*Task goal*
In the appeal submissions excerpt, what does Mr Clark say the Magistrate put too much emphasis on?
[START OF Excerpt provided]
Submissions on appeal

  1. [19]
    The appellant submits the following:
  1. (a)
    the guilty plea was entered at the earliest stage;
  2. (b)
    it appeared the learned Magistrate was not interested in receiving or considering the facts of the District Court Decisions;
  3. (c)
    it was an error for the Magistrate to find “it really is though, if you look around the District Court’s Decisions, you can find any decision that suits your argument”;
  4. (d)
    it was an error for him to state that he understood why the police had appealed the decision of Lutz v Newbury;
  5. (e)
    the learned Magistrate failed to state how he took into account the matters referred to in the course of the submissions in determining the appropriate penalty;
  6. (f)
    no reference was made to the references which had been tendered on the appellant’s behalf and no reference was made to the matters raised by way of comparable decisions;
  7. (g)
    it is respectfully submitted that the Magistrate erred in stating “I’m not adopting a mathematical approach to sentencing, but in my view, you’ve simply used up all the chances that you’ve had”.
  1. [20]
    In oral submissions, Mr Clark submitted that the learned Magistrate failed to appropriately deal with the appellant’s solicitor’s submissions and placed too much emphasis on the question of deterrence.
  1. [21]
    The respondent, on the other hand submits:
  1. (a)
    R v Lawley [2007] QCA 243 applies. In that case the Court of Appeal held:

“It is not a sufficient basis for this Court to intervene that this Court might have struck a different balance between the competing considerations which had to be weighed in the exercise of the discretion.”;

  1. (b)
[END OF Excerpt provided]
[START OF Information given]
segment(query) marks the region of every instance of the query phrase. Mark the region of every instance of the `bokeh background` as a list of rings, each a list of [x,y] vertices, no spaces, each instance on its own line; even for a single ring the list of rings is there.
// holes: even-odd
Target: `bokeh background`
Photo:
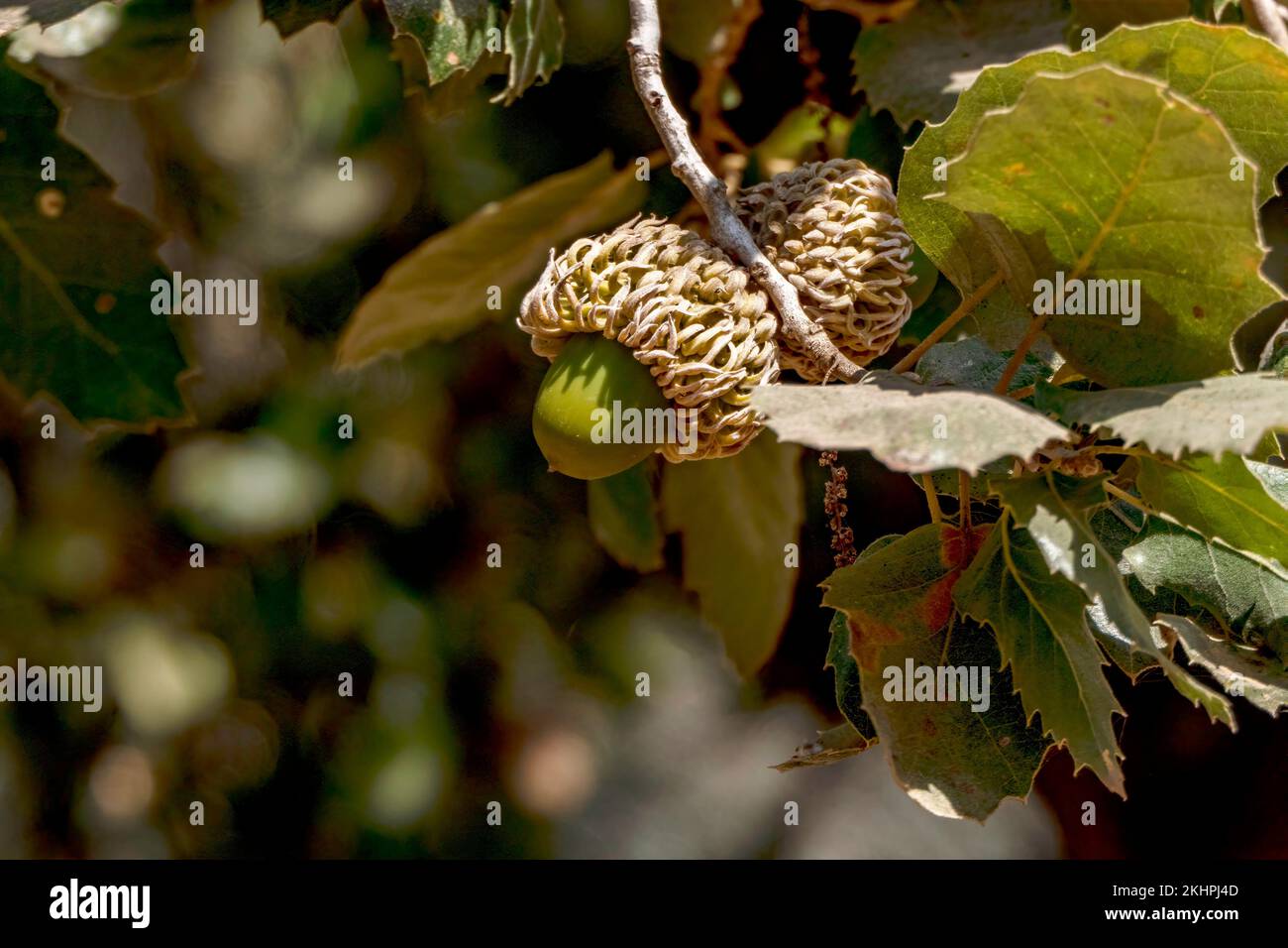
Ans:
[[[516,301],[456,342],[332,371],[358,299],[426,237],[604,150],[627,165],[657,148],[625,68],[625,0],[560,0],[555,79],[502,107],[498,76],[451,114],[404,95],[371,4],[286,43],[256,0],[130,6],[140,18],[106,41],[46,34],[24,54],[61,83],[67,137],[169,235],[165,266],[260,280],[260,319],[176,320],[201,366],[191,427],[86,432],[0,392],[0,663],[102,664],[107,680],[97,715],[0,706],[0,856],[1288,855],[1288,721],[1239,702],[1230,735],[1148,676],[1115,678],[1128,802],[1064,753],[985,825],[921,810],[881,748],[773,770],[840,721],[814,455],[791,620],[741,681],[683,589],[676,538],[662,571],[620,568],[585,485],[546,472],[529,428],[544,364]],[[681,101],[706,6],[667,13]],[[802,22],[806,55],[784,57]],[[194,23],[206,52],[189,55],[175,37]],[[747,181],[836,148],[837,129],[842,151],[898,173],[903,134],[850,89],[858,30],[765,0],[720,90],[752,147]],[[77,41],[94,52],[66,55]],[[844,123],[806,120],[806,101]],[[380,173],[339,182],[336,155]],[[685,202],[654,175],[648,209]],[[1267,215],[1282,236],[1282,202]],[[57,439],[40,437],[45,411]],[[860,548],[923,522],[911,480],[842,460]]]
[END OF Information given]
*Expected answer*
The question of deterrence.